Bases: iss.error_models.ErrorModel

KDErrorModel class.

Error model based on an .npz files derived from read alignments. the npz file must contain:

  • the length of the reads
  • the mean insert size
  • the size of mean sequence quality bins (for R1 and R2)
  • a cumulative distribution function of quality scores for each position
    (for R1 and R2)
  • the substitution for each nucleotide at each position (for R1 and R2)
  • the insertion and deletion rates for each position (for R1 and R2)

************

■ **Parts of the exercise**
1. Copy the KDErrorModel description word for word, everything from "KDErrorModel class." down to "at each position (for R1 and R2)".
2. List each item the KDErrorModel description says the npz file must contain.

■ **Stored data**
************

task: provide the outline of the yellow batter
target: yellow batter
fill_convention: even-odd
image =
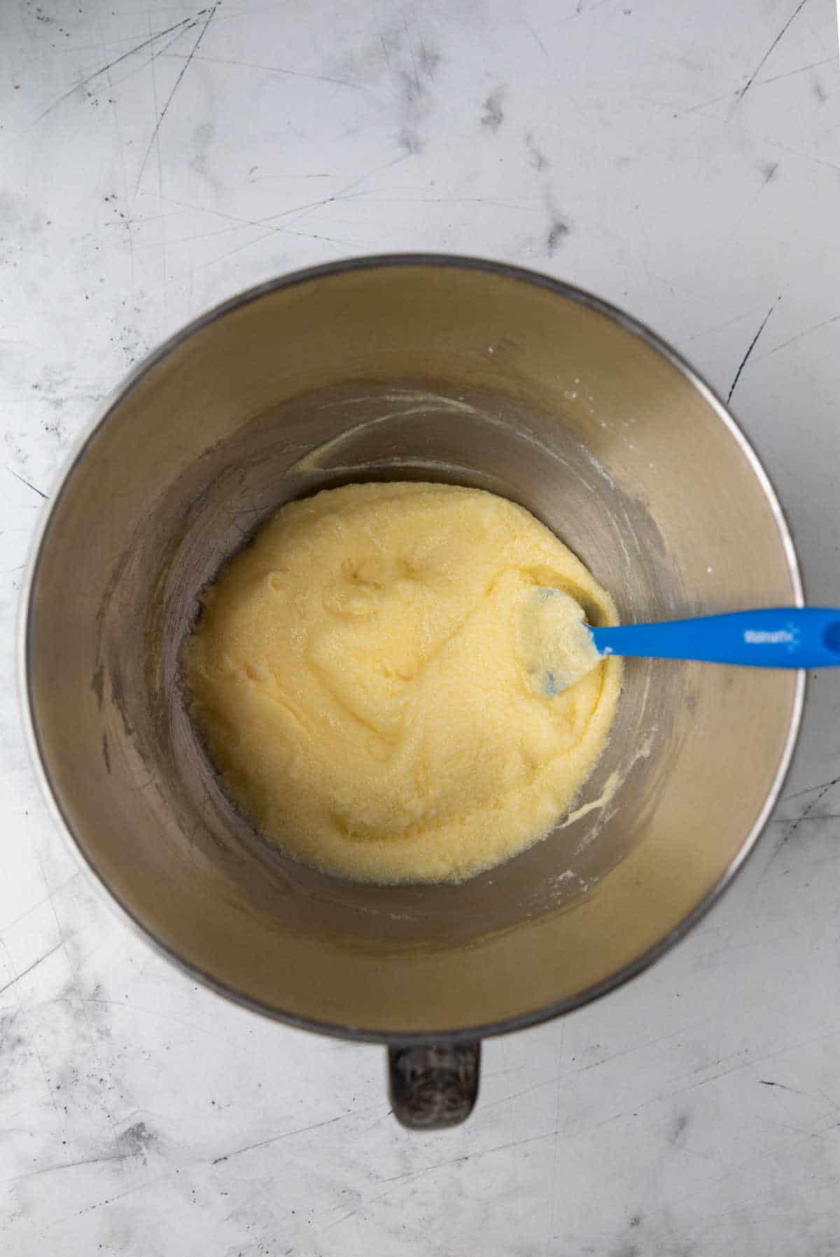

************

■ **Exercise solutions**
1.
KDErrorModel class.

Error model based on an .npz files derived from read alignments. the npz file must contain:

  • the length of the reads
  • the mean insert size
  • the size of mean sequence quality bins (for R1 and R2)
  • a cumulative distribution function of quality scores for each position
    (for R1 and R2)
  • the substitution for each nucleotide at each position (for R1 and R2)

2.
- the length of the reads
- the mean insert size
- the size of mean sequence quality bins (for R1 and R2)
- a cumulative distribution function of quality scores for each position (for R1 and R2)
- the substitution for each nucleotide at each position (for R1 and R2)
- the insertion and deletion rates for each position (for R1 and R2)